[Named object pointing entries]
═══

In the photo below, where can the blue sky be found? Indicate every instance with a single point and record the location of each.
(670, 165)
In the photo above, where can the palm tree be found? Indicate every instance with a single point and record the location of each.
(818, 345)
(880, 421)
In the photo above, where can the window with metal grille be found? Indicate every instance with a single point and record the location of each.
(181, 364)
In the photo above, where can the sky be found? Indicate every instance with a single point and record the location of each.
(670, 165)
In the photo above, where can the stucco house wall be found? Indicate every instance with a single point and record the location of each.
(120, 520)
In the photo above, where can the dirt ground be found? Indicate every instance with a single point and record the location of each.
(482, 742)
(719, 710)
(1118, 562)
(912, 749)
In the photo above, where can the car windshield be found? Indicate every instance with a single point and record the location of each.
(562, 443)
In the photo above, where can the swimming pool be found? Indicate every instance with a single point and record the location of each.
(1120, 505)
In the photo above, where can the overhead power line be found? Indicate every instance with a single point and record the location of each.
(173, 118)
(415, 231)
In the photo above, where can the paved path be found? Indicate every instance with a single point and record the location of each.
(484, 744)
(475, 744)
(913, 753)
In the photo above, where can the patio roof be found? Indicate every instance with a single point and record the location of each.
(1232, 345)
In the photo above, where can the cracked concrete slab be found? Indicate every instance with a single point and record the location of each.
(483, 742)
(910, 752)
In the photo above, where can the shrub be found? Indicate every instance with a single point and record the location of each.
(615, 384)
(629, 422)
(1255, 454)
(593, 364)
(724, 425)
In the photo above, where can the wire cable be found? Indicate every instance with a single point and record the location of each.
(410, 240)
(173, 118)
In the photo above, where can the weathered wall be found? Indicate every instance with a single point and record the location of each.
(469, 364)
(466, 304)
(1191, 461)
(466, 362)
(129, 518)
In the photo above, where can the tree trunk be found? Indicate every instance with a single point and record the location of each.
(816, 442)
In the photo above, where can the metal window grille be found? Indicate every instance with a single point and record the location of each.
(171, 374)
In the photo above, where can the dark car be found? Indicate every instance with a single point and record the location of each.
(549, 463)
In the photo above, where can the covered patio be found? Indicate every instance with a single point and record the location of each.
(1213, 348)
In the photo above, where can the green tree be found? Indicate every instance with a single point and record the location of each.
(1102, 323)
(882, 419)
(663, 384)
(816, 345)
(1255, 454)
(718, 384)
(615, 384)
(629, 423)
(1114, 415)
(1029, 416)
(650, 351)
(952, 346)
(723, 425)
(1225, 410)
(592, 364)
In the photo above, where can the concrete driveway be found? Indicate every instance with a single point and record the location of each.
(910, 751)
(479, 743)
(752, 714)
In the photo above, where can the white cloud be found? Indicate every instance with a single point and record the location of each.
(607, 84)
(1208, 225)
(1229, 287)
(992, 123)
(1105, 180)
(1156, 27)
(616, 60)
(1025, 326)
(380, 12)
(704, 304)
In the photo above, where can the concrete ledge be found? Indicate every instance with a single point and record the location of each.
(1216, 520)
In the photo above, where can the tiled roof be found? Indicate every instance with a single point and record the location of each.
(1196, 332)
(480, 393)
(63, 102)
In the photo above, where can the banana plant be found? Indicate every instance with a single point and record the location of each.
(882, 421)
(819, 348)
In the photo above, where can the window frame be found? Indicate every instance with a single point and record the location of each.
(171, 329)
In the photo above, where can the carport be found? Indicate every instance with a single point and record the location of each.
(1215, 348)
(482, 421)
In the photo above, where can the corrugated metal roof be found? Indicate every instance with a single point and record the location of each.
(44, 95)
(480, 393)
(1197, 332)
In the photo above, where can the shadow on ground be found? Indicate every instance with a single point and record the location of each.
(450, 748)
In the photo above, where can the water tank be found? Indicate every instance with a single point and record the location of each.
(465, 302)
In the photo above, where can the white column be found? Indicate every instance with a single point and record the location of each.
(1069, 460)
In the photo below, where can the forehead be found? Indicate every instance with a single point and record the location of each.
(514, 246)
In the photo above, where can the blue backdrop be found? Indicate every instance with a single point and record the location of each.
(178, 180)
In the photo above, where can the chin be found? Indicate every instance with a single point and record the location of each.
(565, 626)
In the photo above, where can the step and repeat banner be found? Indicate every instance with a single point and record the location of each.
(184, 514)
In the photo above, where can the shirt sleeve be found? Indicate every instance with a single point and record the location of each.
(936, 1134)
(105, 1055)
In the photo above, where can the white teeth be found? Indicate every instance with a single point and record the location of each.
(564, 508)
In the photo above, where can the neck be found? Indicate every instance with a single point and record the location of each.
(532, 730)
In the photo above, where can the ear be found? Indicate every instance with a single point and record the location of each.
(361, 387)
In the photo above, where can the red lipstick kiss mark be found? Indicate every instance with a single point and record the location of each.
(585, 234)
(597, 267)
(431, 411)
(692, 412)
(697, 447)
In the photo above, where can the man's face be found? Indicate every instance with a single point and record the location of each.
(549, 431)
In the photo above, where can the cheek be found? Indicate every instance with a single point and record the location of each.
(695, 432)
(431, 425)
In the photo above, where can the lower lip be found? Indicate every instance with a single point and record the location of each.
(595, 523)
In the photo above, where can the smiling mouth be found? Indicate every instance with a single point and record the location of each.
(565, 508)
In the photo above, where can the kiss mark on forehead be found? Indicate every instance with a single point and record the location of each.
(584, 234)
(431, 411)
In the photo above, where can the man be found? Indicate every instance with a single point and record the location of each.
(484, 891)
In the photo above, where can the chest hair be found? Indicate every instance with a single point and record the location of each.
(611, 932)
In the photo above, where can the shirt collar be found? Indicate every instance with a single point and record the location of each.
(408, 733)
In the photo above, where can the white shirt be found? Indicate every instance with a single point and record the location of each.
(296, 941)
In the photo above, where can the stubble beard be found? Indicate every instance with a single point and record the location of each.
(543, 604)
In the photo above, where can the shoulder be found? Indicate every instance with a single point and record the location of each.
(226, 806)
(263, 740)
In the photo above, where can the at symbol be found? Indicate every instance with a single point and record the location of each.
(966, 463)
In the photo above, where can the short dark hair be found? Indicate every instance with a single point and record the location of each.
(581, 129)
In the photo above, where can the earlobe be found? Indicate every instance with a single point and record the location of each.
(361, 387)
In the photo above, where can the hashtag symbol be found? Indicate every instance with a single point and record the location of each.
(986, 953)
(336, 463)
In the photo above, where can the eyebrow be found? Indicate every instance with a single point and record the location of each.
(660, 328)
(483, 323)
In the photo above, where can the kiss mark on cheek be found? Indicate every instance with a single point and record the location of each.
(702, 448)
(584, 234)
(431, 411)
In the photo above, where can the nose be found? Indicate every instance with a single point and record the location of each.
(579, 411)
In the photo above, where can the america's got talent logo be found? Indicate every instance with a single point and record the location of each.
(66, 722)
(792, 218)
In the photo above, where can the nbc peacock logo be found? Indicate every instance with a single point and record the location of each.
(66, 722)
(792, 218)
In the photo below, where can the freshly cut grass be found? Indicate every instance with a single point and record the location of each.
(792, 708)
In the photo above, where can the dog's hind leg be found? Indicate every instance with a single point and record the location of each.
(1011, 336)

═══

--- PROMPT ---
Starting at the line that contains "In the photo above, where can the nose", write out every line to the end of the entries, exactly as given.

--- SOLUTION TO THE EXERCISE ---
In the photo above, where can the nose be found? Indicate every instance with a single point and record the location of each.
(579, 411)
In the photo above, where can the america's got talent logo be found? Indicate every instance with a single point and record the location of each.
(66, 722)
(792, 218)
In the photo above, where can the nbc peacock logo be found? Indicate every instance with a single point and record the location of each.
(66, 722)
(792, 218)
In the photo below, where can the freshly cut grass be found? Indicate every instance with a single point and record the location of each.
(792, 708)
In the photo above, where can the dog's hind leg be found? Indicate every instance with a single point and record the location of each.
(1011, 336)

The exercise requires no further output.